Requirement: Pull out every line of the listing below that contains the string "sailing", and note that case counts when matching.

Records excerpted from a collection
◇ ◇ ◇
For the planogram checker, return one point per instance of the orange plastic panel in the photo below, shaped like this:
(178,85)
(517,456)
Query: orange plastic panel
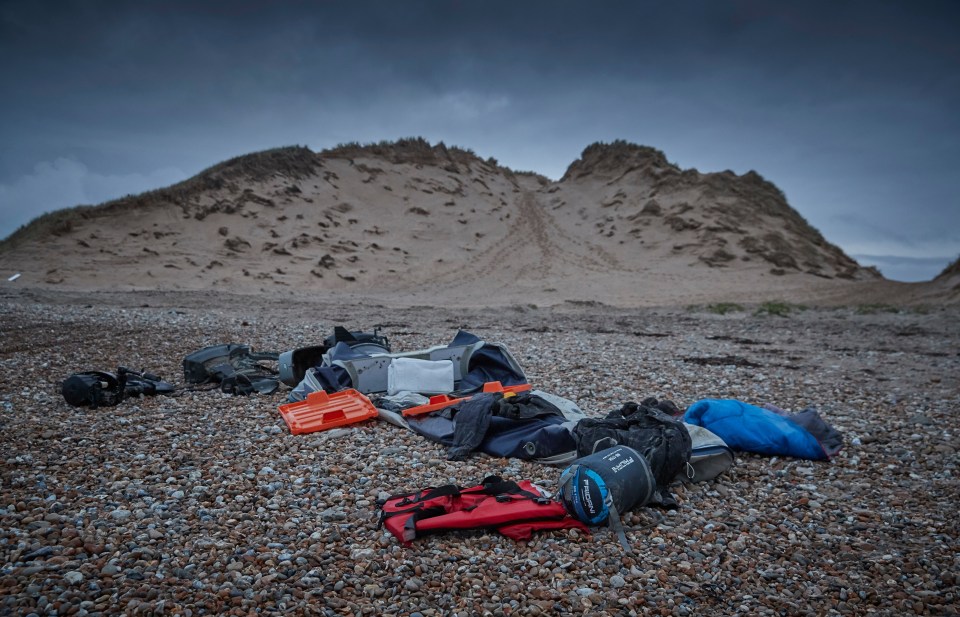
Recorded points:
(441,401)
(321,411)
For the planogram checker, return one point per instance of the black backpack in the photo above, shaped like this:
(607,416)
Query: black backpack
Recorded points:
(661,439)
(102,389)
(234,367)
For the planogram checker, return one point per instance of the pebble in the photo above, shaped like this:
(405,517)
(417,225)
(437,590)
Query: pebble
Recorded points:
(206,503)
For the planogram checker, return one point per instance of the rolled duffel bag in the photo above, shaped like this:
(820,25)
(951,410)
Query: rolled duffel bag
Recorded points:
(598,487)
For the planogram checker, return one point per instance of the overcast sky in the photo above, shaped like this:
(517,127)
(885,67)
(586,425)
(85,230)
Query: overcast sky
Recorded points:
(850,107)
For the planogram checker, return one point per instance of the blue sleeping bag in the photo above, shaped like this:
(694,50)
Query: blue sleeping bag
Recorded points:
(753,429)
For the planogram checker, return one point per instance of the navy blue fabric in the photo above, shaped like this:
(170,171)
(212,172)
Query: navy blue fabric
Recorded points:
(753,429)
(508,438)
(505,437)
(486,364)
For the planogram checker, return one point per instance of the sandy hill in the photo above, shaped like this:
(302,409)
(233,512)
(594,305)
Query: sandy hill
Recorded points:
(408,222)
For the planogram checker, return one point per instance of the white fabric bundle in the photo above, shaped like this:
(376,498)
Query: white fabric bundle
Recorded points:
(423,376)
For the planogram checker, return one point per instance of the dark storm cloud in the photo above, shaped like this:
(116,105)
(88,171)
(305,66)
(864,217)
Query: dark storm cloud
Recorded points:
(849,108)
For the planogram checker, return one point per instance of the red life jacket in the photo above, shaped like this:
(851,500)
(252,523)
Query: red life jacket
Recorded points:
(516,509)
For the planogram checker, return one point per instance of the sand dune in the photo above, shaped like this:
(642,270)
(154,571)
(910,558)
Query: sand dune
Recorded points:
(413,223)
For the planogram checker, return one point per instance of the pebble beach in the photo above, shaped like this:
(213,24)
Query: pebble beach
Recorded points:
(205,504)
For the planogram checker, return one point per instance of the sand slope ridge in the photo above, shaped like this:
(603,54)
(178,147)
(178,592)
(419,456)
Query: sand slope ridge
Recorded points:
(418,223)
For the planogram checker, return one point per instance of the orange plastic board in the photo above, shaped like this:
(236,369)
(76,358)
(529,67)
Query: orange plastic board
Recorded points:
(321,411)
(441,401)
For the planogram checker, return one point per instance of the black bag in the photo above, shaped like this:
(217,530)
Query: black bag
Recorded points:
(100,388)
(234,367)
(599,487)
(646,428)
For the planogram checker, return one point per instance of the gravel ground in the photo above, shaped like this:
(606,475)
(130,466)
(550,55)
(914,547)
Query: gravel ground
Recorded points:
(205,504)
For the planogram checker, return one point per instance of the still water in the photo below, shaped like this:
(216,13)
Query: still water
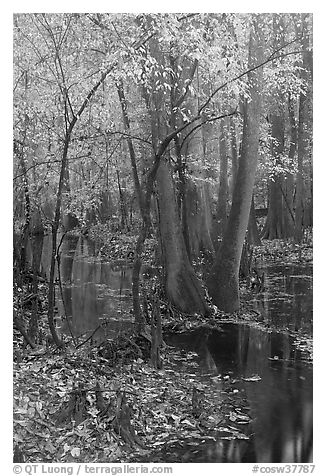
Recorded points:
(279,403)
◇ ◇ ◇
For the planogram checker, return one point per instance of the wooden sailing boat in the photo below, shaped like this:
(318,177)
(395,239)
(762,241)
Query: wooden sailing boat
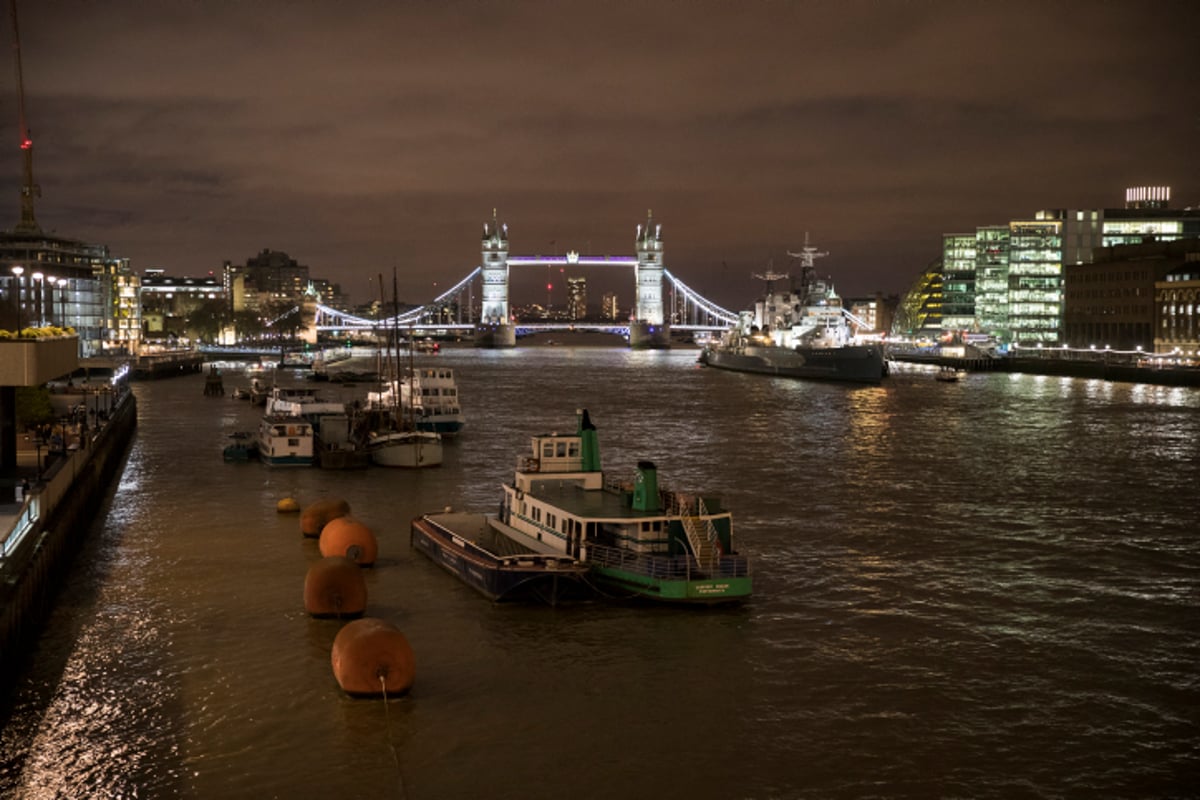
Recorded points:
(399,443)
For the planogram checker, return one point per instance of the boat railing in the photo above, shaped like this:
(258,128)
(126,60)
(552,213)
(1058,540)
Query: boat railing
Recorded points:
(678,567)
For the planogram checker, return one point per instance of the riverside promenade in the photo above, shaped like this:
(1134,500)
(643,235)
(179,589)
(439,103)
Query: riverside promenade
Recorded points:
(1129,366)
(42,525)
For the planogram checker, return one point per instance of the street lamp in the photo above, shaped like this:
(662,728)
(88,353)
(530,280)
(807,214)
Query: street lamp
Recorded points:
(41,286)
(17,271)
◇ ◇ ◇
In response:
For the planogram checker, return one point per instance of the wooden sailing boat in the photo below, shaped like this:
Query: wooden sailing boat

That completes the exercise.